Objectives:
1. Repeat the passage on the Madison County voters list word for word, starting at "That decision came" and ending at "Speakin’ Out News.".
2. Name every organization or newspaper mentioned in the passage on the Madison County voters list.
3. Answer these questions from the passage on the Madison County voters list:
(a) On what date did the Madison County Commission meeting take place?
(b) What share of the cost of publishing the voter's list does the offer cover?
(c) Who is the founder of United Women of Color?
──────── Passage given
That decision came after some on the Madison County Commission at a March 30 meeting discussed the exorbitant cost of placing the voters list in both the Huntsville Times and Speakin’ Out News. 

“We are offering the commissioners of Madison County a 50% match contribution toward the publishing of the voter’s list in Speaking Out News, the oldest black-owned publication in North Alabama,” said United Women of Color’s founder, Angela Curry, in a statement. “When the government won’t act in the best interest of its constituents, nonprofits often have to stand in the gap. At the March 30th meeting, Madison County Commissioners says that $7,000 is too much money to pay to publish the voter’s list in the area’s oldest Black-owned newspaper publication.”
────────────────
──────── Data section
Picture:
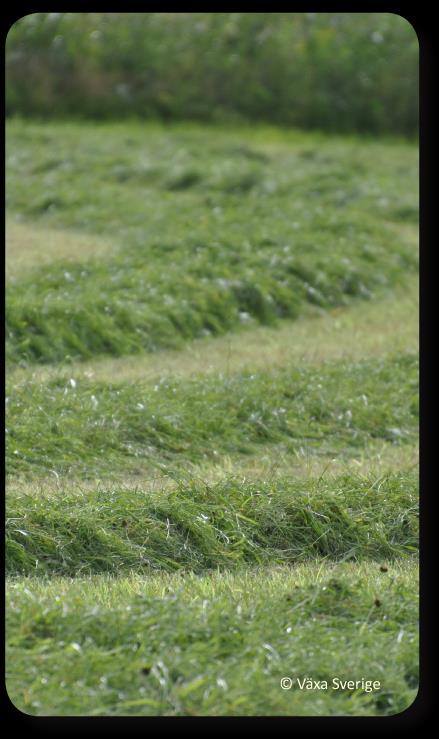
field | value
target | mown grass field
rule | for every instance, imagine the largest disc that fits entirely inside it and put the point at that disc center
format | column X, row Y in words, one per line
column 212, row 420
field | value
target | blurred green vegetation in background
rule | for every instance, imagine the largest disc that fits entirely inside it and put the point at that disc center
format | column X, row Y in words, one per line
column 330, row 71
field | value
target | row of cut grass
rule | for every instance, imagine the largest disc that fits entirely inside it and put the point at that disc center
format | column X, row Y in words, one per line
column 196, row 526
column 193, row 260
column 89, row 428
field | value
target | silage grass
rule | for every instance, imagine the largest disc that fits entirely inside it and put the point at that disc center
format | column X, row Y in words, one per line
column 197, row 527
column 193, row 260
column 215, row 644
column 88, row 428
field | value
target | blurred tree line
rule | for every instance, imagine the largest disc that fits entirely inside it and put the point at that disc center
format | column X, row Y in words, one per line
column 331, row 71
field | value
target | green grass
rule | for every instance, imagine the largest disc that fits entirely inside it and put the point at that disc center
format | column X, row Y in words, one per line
column 333, row 71
column 90, row 428
column 193, row 260
column 197, row 526
column 216, row 644
column 212, row 421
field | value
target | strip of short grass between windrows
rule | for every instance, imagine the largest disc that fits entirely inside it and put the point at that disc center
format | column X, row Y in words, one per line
column 197, row 526
column 195, row 261
column 88, row 428
column 216, row 644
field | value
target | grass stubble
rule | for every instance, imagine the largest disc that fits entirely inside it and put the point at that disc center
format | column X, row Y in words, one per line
column 186, row 527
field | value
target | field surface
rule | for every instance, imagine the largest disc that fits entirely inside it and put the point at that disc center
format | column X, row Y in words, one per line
column 212, row 421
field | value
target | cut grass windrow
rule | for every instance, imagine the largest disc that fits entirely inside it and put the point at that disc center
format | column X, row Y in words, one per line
column 193, row 260
column 197, row 527
column 90, row 429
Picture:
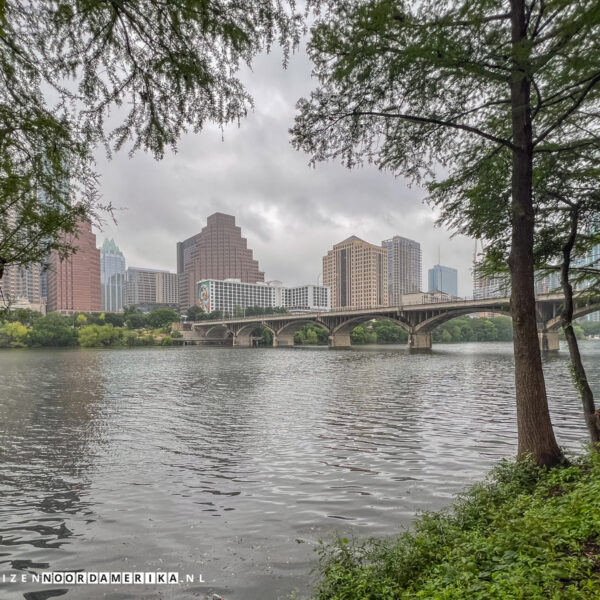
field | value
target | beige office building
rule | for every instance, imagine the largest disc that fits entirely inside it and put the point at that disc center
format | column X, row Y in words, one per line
column 357, row 273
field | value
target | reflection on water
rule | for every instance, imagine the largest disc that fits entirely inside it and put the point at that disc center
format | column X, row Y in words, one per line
column 233, row 463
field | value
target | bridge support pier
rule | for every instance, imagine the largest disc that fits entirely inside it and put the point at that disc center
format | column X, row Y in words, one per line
column 548, row 341
column 283, row 340
column 419, row 342
column 242, row 341
column 340, row 339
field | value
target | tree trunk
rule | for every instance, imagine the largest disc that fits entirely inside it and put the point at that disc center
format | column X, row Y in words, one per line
column 580, row 380
column 536, row 436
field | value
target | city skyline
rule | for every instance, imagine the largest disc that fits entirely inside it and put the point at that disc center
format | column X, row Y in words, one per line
column 290, row 213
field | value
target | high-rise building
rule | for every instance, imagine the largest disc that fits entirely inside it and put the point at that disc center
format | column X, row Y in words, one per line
column 357, row 274
column 74, row 283
column 21, row 287
column 150, row 287
column 231, row 294
column 404, row 267
column 218, row 252
column 443, row 279
column 112, row 276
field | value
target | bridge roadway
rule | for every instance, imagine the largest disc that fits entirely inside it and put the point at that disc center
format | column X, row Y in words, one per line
column 419, row 320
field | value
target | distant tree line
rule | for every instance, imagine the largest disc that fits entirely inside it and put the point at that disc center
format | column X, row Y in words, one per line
column 26, row 328
column 29, row 329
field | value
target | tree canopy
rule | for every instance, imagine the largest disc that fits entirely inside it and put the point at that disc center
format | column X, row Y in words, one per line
column 455, row 93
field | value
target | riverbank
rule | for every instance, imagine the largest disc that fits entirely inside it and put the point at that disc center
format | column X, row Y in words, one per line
column 525, row 532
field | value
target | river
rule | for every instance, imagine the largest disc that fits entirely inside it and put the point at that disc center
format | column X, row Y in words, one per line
column 233, row 463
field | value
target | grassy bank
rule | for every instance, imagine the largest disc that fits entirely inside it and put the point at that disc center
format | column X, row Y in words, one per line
column 525, row 533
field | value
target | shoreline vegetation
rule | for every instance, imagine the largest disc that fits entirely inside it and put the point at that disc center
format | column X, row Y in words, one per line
column 525, row 532
column 29, row 329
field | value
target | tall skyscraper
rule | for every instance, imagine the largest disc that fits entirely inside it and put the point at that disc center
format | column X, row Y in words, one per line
column 443, row 279
column 21, row 287
column 356, row 272
column 218, row 252
column 146, row 287
column 112, row 276
column 404, row 267
column 74, row 283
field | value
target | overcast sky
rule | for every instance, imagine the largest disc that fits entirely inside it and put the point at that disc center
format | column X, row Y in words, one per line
column 290, row 213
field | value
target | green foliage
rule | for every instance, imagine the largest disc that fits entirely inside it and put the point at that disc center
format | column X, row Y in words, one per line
column 66, row 65
column 161, row 317
column 80, row 320
column 136, row 320
column 13, row 335
column 195, row 313
column 23, row 315
column 52, row 330
column 526, row 532
column 363, row 335
column 590, row 327
column 114, row 319
column 578, row 330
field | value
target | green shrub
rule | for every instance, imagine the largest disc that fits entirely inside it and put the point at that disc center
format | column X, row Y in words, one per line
column 526, row 533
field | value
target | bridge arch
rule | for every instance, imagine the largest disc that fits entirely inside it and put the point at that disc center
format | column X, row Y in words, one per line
column 347, row 326
column 243, row 334
column 430, row 324
column 284, row 335
column 217, row 332
column 554, row 324
column 295, row 325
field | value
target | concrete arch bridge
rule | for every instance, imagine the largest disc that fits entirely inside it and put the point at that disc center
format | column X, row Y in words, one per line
column 419, row 320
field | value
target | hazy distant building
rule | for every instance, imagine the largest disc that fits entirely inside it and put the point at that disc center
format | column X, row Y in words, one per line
column 20, row 287
column 357, row 274
column 227, row 295
column 112, row 276
column 149, row 287
column 489, row 287
column 302, row 298
column 547, row 284
column 74, row 283
column 431, row 297
column 218, row 252
column 403, row 266
column 444, row 279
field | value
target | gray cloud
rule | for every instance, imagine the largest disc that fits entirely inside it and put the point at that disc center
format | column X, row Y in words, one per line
column 290, row 213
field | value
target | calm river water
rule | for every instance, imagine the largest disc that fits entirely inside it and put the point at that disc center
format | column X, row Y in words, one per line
column 233, row 463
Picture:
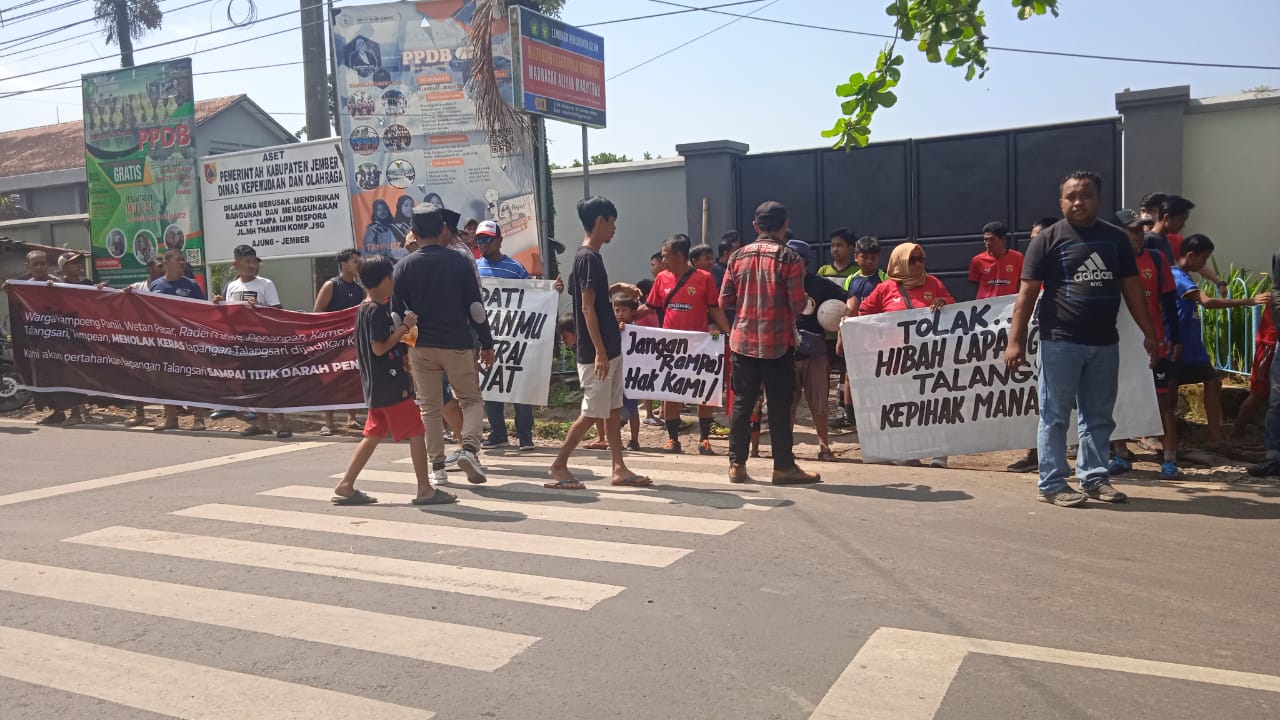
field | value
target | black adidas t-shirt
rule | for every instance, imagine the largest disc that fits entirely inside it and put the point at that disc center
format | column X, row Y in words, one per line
column 1082, row 270
column 383, row 377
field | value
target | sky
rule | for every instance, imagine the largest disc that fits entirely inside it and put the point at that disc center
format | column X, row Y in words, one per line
column 757, row 82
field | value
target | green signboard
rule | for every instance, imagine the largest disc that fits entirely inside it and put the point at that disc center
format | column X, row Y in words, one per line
column 140, row 156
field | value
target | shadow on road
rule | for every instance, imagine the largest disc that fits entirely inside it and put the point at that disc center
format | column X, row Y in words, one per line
column 909, row 492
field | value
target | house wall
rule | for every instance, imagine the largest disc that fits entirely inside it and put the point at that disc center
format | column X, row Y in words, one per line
column 1230, row 167
column 650, row 200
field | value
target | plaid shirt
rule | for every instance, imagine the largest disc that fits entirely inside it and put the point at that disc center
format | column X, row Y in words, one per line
column 764, row 285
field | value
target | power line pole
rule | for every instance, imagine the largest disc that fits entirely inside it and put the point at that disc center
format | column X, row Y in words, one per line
column 315, row 80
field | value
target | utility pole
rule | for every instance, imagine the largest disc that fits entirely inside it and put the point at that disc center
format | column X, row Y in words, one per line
column 123, row 36
column 315, row 80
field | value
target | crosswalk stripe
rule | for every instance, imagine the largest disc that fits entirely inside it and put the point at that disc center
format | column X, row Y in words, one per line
column 152, row 473
column 531, row 511
column 551, row 546
column 446, row 643
column 556, row 592
column 661, row 496
column 174, row 687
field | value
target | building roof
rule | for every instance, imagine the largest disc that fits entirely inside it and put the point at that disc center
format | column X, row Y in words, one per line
column 62, row 146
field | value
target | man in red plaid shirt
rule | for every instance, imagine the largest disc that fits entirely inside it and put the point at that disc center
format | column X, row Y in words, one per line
column 764, row 285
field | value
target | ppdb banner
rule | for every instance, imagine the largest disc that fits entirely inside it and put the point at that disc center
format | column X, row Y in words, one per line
column 677, row 365
column 179, row 351
column 936, row 383
column 522, row 319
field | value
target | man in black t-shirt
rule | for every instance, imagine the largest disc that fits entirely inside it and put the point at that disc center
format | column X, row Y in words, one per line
column 599, row 349
column 1086, row 268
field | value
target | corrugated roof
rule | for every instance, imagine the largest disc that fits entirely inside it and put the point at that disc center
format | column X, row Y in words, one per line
column 62, row 147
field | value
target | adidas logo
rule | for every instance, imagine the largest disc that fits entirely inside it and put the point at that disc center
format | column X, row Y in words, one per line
column 1092, row 270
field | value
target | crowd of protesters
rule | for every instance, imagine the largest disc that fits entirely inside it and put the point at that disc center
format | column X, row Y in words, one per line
column 763, row 297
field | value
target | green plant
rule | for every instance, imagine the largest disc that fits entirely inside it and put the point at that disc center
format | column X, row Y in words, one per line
column 1229, row 333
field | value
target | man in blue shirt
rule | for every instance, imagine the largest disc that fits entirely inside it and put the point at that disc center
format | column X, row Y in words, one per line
column 493, row 264
column 1194, row 365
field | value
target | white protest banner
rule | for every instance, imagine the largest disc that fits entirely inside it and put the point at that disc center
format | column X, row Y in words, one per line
column 283, row 201
column 936, row 383
column 522, row 319
column 677, row 365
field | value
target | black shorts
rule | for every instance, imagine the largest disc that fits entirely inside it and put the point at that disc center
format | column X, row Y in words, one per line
column 1193, row 374
column 1162, row 373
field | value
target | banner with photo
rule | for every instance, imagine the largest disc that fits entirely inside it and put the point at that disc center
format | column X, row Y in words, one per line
column 936, row 383
column 522, row 319
column 408, row 118
column 140, row 162
column 283, row 201
column 178, row 351
column 676, row 365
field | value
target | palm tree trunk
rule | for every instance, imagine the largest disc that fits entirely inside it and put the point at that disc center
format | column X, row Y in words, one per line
column 123, row 35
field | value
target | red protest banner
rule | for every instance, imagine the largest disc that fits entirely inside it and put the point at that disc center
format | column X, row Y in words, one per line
column 179, row 351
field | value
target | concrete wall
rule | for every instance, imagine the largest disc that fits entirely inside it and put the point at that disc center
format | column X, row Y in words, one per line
column 650, row 199
column 1230, row 171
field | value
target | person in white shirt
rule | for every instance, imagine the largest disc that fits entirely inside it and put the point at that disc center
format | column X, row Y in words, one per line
column 254, row 290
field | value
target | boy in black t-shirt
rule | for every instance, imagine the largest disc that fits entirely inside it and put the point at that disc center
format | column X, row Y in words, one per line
column 388, row 390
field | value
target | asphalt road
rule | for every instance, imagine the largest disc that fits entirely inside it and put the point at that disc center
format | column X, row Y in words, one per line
column 209, row 577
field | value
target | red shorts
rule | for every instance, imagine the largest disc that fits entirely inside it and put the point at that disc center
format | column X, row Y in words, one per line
column 1260, row 377
column 401, row 420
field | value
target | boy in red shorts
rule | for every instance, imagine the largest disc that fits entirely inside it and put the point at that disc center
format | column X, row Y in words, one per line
column 388, row 388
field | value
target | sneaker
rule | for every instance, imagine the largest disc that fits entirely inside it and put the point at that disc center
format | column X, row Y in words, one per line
column 1119, row 465
column 1065, row 497
column 451, row 461
column 470, row 464
column 795, row 477
column 1106, row 493
column 1028, row 464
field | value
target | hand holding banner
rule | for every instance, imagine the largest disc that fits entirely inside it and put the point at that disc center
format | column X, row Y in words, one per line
column 676, row 365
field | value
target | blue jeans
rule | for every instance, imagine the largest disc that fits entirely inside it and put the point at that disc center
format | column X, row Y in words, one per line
column 1274, row 414
column 1084, row 376
column 497, row 414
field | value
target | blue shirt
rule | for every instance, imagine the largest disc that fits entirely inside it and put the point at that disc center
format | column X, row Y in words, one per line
column 506, row 268
column 1188, row 320
column 182, row 287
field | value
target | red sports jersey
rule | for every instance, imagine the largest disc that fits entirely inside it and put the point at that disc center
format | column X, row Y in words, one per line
column 996, row 276
column 1156, row 278
column 689, row 306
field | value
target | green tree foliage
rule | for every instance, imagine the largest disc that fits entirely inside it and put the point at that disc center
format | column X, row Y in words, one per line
column 945, row 31
column 126, row 21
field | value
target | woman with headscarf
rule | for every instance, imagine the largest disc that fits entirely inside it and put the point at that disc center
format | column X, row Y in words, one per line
column 378, row 236
column 909, row 287
column 403, row 220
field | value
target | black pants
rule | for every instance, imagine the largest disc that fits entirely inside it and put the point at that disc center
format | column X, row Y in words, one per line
column 778, row 379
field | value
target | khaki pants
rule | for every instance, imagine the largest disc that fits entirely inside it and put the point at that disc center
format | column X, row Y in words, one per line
column 430, row 365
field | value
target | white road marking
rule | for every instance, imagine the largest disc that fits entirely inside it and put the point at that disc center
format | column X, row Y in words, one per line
column 533, row 511
column 551, row 546
column 556, row 592
column 446, row 643
column 150, row 474
column 174, row 687
column 904, row 674
column 663, row 496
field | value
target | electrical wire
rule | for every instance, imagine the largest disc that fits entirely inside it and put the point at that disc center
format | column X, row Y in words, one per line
column 999, row 48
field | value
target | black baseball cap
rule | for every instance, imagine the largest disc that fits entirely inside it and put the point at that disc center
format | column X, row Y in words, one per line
column 429, row 219
column 771, row 214
column 1127, row 218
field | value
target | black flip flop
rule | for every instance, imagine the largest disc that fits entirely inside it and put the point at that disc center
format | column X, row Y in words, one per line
column 357, row 497
column 438, row 497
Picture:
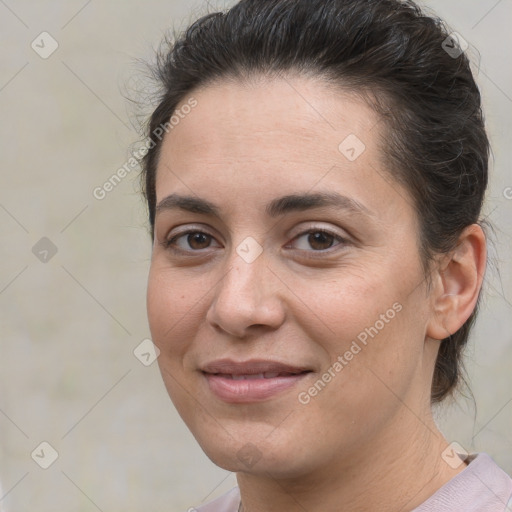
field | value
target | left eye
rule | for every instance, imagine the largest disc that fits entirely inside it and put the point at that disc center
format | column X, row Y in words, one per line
column 318, row 239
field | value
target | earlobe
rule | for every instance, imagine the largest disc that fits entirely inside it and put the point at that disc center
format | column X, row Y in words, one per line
column 458, row 284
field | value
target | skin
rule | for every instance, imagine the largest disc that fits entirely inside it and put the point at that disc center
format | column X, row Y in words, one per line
column 367, row 439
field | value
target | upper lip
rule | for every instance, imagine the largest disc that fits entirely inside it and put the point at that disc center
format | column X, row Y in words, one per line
column 251, row 367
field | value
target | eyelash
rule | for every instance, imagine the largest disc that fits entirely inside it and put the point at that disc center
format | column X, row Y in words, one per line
column 169, row 243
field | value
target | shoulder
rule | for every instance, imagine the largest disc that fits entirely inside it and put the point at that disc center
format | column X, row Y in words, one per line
column 228, row 502
column 482, row 487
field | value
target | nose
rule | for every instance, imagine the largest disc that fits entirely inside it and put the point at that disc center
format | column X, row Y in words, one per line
column 249, row 297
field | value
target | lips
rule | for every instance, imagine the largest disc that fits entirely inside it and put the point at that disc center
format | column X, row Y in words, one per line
column 251, row 381
column 252, row 367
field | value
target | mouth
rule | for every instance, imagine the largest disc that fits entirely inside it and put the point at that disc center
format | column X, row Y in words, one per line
column 251, row 381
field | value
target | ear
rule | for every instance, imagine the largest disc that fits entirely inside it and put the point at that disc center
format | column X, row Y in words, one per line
column 457, row 284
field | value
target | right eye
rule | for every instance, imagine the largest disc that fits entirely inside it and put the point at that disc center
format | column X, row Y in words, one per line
column 192, row 238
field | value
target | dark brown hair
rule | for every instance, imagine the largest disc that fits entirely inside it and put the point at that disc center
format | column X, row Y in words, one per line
column 408, row 67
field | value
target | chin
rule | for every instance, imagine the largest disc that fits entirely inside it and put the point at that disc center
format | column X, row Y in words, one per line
column 259, row 457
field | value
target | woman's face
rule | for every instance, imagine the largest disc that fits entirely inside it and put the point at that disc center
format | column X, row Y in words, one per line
column 330, row 328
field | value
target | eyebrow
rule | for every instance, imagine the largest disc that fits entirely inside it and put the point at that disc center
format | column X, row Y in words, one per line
column 275, row 208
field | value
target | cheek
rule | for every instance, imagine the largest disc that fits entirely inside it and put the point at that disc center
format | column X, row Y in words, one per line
column 172, row 309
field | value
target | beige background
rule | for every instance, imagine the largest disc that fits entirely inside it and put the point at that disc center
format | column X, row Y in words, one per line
column 69, row 326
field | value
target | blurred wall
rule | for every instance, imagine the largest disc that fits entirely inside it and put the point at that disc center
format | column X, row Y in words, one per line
column 73, row 267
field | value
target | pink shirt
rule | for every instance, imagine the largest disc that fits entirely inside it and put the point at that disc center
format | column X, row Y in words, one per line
column 481, row 487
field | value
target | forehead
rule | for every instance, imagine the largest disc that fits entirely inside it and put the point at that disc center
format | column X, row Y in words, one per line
column 273, row 114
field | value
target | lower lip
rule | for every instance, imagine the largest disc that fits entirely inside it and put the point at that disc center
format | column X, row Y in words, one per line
column 250, row 390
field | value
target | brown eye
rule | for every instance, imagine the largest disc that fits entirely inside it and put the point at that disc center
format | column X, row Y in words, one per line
column 194, row 241
column 319, row 240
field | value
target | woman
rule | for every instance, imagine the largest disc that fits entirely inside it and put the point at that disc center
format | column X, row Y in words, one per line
column 314, row 181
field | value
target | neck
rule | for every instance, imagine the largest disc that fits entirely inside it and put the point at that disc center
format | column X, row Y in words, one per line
column 397, row 471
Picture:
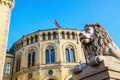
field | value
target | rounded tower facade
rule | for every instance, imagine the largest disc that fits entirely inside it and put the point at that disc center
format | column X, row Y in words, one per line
column 47, row 55
column 5, row 12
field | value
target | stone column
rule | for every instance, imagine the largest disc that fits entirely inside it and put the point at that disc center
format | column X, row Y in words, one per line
column 5, row 12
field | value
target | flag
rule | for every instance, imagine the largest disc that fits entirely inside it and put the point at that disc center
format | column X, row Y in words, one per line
column 55, row 22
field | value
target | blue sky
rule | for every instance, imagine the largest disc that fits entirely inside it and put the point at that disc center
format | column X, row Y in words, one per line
column 31, row 15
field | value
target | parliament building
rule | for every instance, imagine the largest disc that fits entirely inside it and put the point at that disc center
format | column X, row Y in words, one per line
column 44, row 55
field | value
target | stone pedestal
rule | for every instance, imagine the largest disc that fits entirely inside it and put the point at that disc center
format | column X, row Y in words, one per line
column 105, row 71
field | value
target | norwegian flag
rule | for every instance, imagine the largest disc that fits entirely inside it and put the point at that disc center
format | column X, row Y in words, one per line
column 55, row 22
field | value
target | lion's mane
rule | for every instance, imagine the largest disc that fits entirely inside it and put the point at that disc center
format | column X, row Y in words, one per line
column 101, row 39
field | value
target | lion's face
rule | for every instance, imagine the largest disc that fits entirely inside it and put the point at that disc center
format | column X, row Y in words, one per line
column 86, row 36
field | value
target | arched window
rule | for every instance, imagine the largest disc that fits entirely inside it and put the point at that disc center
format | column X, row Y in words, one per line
column 50, row 55
column 68, row 35
column 21, row 44
column 70, row 54
column 31, row 58
column 31, row 40
column 73, row 35
column 49, row 36
column 44, row 37
column 54, row 35
column 36, row 38
column 67, row 55
column 18, row 63
column 47, row 56
column 63, row 35
column 27, row 41
column 7, row 69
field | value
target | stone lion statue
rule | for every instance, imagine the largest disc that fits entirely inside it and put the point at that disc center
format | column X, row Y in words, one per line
column 97, row 45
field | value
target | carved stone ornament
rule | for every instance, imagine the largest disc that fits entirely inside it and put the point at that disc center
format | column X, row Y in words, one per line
column 97, row 46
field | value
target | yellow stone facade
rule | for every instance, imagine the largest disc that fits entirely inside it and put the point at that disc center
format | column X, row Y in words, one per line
column 8, row 61
column 5, row 12
column 39, row 42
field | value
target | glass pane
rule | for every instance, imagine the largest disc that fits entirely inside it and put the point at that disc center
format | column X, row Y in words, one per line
column 7, row 71
column 63, row 35
column 73, row 36
column 44, row 38
column 72, row 55
column 67, row 55
column 33, row 59
column 52, row 56
column 54, row 35
column 36, row 38
column 68, row 35
column 47, row 56
column 29, row 60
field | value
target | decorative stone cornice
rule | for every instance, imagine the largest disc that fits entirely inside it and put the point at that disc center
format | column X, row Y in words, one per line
column 8, row 3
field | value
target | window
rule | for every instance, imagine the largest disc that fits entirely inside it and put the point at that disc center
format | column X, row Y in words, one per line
column 27, row 41
column 50, row 55
column 68, row 35
column 73, row 35
column 21, row 44
column 7, row 71
column 54, row 35
column 31, row 39
column 36, row 38
column 49, row 36
column 67, row 56
column 31, row 58
column 44, row 37
column 63, row 35
column 70, row 55
column 18, row 63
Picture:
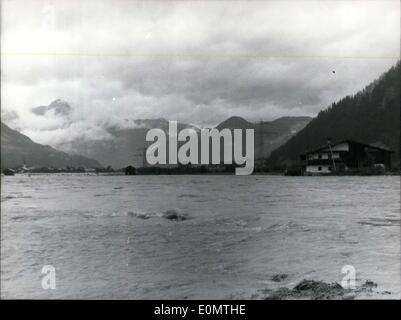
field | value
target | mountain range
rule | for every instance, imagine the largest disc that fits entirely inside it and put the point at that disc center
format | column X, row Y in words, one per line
column 126, row 146
column 371, row 116
column 17, row 149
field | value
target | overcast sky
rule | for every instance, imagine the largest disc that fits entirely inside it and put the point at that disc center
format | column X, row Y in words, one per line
column 192, row 61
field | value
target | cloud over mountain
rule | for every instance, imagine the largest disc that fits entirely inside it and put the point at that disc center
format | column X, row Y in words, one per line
column 198, row 61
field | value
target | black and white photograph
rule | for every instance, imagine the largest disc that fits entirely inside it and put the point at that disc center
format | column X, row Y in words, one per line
column 200, row 150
────────────────
Answers for the exercise:
1.
That decision came after some on the Madison County Commission at a March 30 meeting discussed the exorbitant cost of placing the voters list in both the Huntsville Times and Speakin’ Out News.

2.
- Madison County Commission
- Huntsville Times
- Speakin' Out News (also written as Speaking Out News)
- United Women of Color

3.
(a) March 30
(b) 50%
(c) Angela Curry